[Collected data entries]

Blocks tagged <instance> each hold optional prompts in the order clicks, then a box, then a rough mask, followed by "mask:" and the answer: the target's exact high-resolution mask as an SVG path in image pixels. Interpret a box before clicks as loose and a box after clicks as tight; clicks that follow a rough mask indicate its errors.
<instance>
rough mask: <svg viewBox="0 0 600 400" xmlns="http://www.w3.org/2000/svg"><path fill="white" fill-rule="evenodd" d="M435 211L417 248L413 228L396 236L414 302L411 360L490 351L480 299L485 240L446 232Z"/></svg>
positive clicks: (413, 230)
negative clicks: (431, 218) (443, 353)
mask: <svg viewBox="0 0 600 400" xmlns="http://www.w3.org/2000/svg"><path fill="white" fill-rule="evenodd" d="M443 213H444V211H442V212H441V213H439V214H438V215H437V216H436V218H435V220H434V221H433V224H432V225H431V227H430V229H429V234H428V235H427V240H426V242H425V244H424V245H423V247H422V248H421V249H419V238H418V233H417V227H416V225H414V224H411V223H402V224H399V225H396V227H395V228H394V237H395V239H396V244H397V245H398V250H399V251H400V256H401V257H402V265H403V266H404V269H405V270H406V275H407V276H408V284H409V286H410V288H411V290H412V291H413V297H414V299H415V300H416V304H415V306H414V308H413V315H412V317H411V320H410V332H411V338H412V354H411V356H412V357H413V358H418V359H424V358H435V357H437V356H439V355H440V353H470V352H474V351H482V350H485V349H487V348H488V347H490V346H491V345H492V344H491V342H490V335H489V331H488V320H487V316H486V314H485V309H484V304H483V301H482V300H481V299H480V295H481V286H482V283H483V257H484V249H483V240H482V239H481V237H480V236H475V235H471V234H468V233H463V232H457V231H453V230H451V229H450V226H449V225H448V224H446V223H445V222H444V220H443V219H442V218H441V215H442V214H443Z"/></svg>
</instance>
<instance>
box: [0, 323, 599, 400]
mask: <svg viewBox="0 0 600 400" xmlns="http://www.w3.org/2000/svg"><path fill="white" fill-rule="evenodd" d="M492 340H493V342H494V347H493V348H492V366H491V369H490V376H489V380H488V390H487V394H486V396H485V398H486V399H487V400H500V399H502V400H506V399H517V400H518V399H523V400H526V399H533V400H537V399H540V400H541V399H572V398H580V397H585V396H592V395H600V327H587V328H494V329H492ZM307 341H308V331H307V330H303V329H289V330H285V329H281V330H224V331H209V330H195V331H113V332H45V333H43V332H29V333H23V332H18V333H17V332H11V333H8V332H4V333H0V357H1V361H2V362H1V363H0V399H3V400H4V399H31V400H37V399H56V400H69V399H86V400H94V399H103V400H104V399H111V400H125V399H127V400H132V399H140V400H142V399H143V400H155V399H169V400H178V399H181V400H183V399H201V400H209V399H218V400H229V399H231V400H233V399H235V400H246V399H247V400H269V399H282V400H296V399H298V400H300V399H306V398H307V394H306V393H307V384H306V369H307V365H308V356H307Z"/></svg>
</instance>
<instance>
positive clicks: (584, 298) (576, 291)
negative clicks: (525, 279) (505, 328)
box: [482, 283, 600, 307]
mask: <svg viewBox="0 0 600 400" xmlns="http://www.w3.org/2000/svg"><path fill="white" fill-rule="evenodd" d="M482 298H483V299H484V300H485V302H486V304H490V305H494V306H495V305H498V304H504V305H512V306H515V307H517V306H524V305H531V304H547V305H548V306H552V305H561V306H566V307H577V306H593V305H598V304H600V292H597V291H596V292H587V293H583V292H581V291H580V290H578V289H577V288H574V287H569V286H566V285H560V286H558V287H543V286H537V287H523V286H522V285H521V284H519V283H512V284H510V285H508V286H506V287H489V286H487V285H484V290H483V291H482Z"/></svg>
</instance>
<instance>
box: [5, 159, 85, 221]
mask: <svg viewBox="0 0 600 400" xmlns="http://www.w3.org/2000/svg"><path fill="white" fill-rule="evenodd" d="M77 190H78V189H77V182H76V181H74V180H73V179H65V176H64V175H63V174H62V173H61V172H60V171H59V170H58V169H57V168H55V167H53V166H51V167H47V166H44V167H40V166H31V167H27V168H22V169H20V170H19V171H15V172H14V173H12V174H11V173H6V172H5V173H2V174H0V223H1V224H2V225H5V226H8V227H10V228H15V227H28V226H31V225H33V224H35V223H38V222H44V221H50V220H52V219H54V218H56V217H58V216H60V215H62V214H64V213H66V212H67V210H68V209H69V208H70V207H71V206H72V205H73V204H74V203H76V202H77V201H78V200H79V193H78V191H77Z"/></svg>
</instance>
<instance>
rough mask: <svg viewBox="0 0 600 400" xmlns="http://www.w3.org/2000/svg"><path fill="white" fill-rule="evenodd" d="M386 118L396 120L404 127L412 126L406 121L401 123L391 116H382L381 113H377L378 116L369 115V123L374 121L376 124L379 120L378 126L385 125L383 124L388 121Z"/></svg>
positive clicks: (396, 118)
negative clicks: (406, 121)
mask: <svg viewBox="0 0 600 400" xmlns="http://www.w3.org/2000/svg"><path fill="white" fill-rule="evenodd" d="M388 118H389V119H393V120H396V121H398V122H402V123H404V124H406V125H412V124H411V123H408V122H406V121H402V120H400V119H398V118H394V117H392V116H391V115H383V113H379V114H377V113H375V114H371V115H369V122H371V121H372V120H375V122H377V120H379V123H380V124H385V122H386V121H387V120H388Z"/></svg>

# Assignment
Down to the last line, restate the records exactly.

# Solution for this task
Blocks tagged <instance> each hold optional prompts in the order clicks, then a box, then a rough mask, followed by "mask:" and the answer: the target's exact high-resolution mask as an SVG path in image pixels. Interpret a box before clicks as loose and a box after clicks as tight; clicks that follow a rough mask indicate its errors.
<instance>
rough mask: <svg viewBox="0 0 600 400" xmlns="http://www.w3.org/2000/svg"><path fill="white" fill-rule="evenodd" d="M435 211L417 248L413 228L396 236L414 302L411 360L490 351L480 299L485 240L446 232Z"/></svg>
positive clicks: (413, 230)
negative clicks: (431, 218) (443, 353)
mask: <svg viewBox="0 0 600 400" xmlns="http://www.w3.org/2000/svg"><path fill="white" fill-rule="evenodd" d="M443 213H444V211H442V212H441V213H439V214H438V215H437V216H436V218H435V220H434V221H433V224H432V225H431V227H430V229H429V234H428V235H427V240H426V242H425V244H424V245H423V247H422V248H421V249H419V238H418V233H417V227H416V225H414V224H411V223H402V224H399V225H396V227H395V228H394V237H395V239H396V244H397V245H398V250H399V251H400V256H401V257H402V265H403V266H404V269H405V270H406V275H407V276H408V284H409V286H410V288H411V290H412V291H413V297H414V299H415V300H416V304H415V306H414V308H413V315H412V317H411V320H410V332H411V338H412V354H411V356H412V357H413V358H418V359H424V358H435V357H437V356H439V355H440V353H470V352H474V351H482V350H485V349H487V348H488V347H490V346H491V345H492V344H491V342H490V335H489V331H488V320H487V316H486V314H485V309H484V304H483V301H482V300H481V299H480V295H481V286H482V283H483V257H484V249H483V240H482V239H481V237H480V236H475V235H471V234H468V233H463V232H457V231H453V230H451V229H450V226H449V225H448V224H446V223H445V222H444V220H443V219H442V218H441V215H442V214H443Z"/></svg>
</instance>
<instance>
box: [0, 323, 599, 400]
mask: <svg viewBox="0 0 600 400" xmlns="http://www.w3.org/2000/svg"><path fill="white" fill-rule="evenodd" d="M492 340H493V342H494V347H493V348H492V366H491V369H490V376H489V380H488V390H487V394H486V396H485V398H486V399H487V400H500V399H502V400H506V399H517V400H518V399H523V400H526V399H533V400H537V399H540V400H541V399H572V398H580V397H585V396H592V395H600V327H587V328H494V329H492ZM307 341H308V331H307V330H303V329H289V330H285V329H281V330H224V331H209V330H195V331H113V332H45V333H43V332H29V333H23V332H18V333H17V332H11V333H8V332H4V333H0V357H1V361H2V362H1V363H0V399H3V400H4V399H31V400H37V399H56V400H69V399H86V400H94V399H103V400H104V399H111V400H125V399H127V400H132V399H140V400H142V399H143V400H155V399H169V400H178V399H181V400H183V399H201V400H209V399H218V400H229V399H231V400H233V399H235V400H246V399H247V400H269V399H282V400H296V399H298V400H300V399H306V398H307V394H306V393H307V384H306V369H307V365H308V356H307Z"/></svg>
</instance>
<instance>
positive clicks: (584, 298) (576, 291)
negative clicks: (525, 279) (505, 328)
box: [482, 283, 600, 307]
mask: <svg viewBox="0 0 600 400" xmlns="http://www.w3.org/2000/svg"><path fill="white" fill-rule="evenodd" d="M482 298H483V299H484V300H485V302H486V304H490V305H494V306H495V305H498V304H504V305H512V306H515V307H517V306H524V305H531V304H547V305H548V306H552V305H561V306H566V307H577V306H593V305H598V304H600V292H597V291H596V292H587V293H583V292H581V291H580V290H578V289H577V288H574V287H569V286H566V285H560V286H558V287H543V286H537V287H523V286H522V285H521V284H519V283H512V284H510V285H508V286H506V287H489V286H487V285H484V290H483V291H482Z"/></svg>
</instance>
<instance>
box: [5, 159, 85, 221]
mask: <svg viewBox="0 0 600 400" xmlns="http://www.w3.org/2000/svg"><path fill="white" fill-rule="evenodd" d="M77 190H78V189H77V182H76V181H74V180H73V179H65V176H64V175H63V174H62V173H61V172H60V171H59V170H58V169H57V168H55V167H53V166H51V167H47V166H44V167H40V166H31V167H27V168H22V169H20V170H19V171H15V172H14V173H12V174H11V173H6V172H5V173H2V174H0V223H1V224H2V225H5V226H8V227H10V228H15V227H28V226H31V225H33V224H35V223H38V222H44V221H50V220H52V219H54V218H56V217H58V216H60V215H62V214H64V213H66V212H67V210H68V209H69V208H70V207H71V206H72V205H73V204H74V203H76V202H77V201H78V200H79V193H78V191H77Z"/></svg>
</instance>
<instance>
rough mask: <svg viewBox="0 0 600 400" xmlns="http://www.w3.org/2000/svg"><path fill="white" fill-rule="evenodd" d="M386 118L396 120L404 127L412 126L406 121L401 123L391 116H382L381 113H377L378 116L369 115V123L374 121L376 124L379 120L378 126L385 125L383 124L388 121Z"/></svg>
positive clicks: (396, 118)
negative clicks: (406, 121)
mask: <svg viewBox="0 0 600 400" xmlns="http://www.w3.org/2000/svg"><path fill="white" fill-rule="evenodd" d="M388 118H389V119H393V120H396V121H398V122H402V123H404V124H406V125H412V124H411V123H408V122H406V121H402V120H400V119H398V118H394V117H392V116H391V115H383V113H379V114H377V113H375V114H371V115H369V122H371V121H372V120H375V122H377V120H379V123H380V124H385V122H386V121H387V120H388Z"/></svg>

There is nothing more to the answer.